## Records contained in a dataset:

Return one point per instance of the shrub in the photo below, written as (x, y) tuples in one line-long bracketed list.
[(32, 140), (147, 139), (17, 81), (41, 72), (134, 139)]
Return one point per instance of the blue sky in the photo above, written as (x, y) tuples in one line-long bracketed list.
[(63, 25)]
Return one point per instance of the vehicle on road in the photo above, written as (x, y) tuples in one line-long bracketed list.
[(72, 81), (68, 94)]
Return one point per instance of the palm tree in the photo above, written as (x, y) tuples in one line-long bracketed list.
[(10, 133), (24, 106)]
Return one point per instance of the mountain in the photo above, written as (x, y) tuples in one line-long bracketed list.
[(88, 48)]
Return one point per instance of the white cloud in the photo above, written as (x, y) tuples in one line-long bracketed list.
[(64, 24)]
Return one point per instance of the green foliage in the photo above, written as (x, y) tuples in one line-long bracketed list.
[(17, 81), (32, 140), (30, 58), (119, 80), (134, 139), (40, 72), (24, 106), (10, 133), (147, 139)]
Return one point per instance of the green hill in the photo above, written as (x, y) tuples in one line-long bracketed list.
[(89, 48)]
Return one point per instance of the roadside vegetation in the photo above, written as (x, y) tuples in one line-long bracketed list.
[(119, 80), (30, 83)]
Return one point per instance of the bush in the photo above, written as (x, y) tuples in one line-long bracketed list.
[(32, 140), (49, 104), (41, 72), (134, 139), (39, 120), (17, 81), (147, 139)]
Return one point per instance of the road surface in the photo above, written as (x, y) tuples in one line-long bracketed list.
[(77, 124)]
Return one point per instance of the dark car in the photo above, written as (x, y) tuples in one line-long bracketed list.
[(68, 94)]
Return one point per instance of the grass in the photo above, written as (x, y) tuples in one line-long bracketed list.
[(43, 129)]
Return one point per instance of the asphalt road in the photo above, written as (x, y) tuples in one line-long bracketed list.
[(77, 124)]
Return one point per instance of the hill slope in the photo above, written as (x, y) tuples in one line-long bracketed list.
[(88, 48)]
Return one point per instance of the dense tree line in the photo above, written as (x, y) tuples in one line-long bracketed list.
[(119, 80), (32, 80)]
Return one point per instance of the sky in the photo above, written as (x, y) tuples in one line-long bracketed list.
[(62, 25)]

## What the task requires:
Write every record out again exactly.

## Solution:
Return one point per instance of the shrub in the photo below, written as (x, y) tuples in one line-long bracketed list.
[(32, 140), (147, 139), (17, 81), (41, 72), (134, 139)]
Return one point per instance of the blue sky in the photo above, written as (x, y) tuples in one line-long bracketed list.
[(63, 25)]
Return one point per instance of the vehicle on road in the photo above, written as (x, y) tuples in one line-long bracketed list.
[(72, 81), (68, 94)]
Return one point per instance of the palm tree in the photo above, written as (x, y) tuples in one line-long bracketed list.
[(10, 133), (24, 106)]
Return one point per instance of the mountain in the photo above, written as (x, y) tuples in one line-long bracketed list.
[(88, 48)]
Return one point per instance of the white cloud in the photo above, written as (x, y) tuples in one line-long bracketed list.
[(64, 24)]
Return one point per instance of the green foliage in the photo above, written as (x, y) tuples in one line-long bracketed list.
[(17, 81), (32, 140), (30, 58), (119, 80), (134, 139), (40, 72), (24, 106), (10, 133), (147, 139)]
Return one point per instance of the green hill in the photo above, written as (x, y) tuples in one line-long bracketed list.
[(89, 48)]
Return one point per instance of the roadside vegetation in the photo above, written as (x, y) tuples in one line-long bracketed list.
[(119, 80), (30, 83)]
Return one point per instance of the bush in the photo above, written as (x, y) tuples in one line-long bracketed list.
[(32, 140), (49, 104), (41, 72), (134, 139), (39, 120), (17, 81), (147, 139)]
Return one point per instance of the road surface in the photo above, written as (x, y) tuples in one line-long bracketed list.
[(77, 124)]
Return one point per instance of the dark car in the photo above, written as (x, y) tuples in one line-long bracketed list.
[(68, 94)]
Return one point per instance of the grass in the photo above, written as (x, y) tuples in one line-long bracketed list.
[(43, 129)]
Return one point per instance of the asphalt road in the photo above, written as (x, y) tuples in one line-long bracketed list.
[(77, 124)]
Return one point per instance of the hill slope in the photo above, written as (x, y) tuples in one line-long bracketed list.
[(88, 48)]
Return one point per instance of the dense tree line in the photo above, written as (x, y) tuples in one line-long bracketed list.
[(119, 80), (32, 80)]
Return one point per instance of the sky in the photo above, written as (x, y) tuples in one line-long bracketed list.
[(62, 25)]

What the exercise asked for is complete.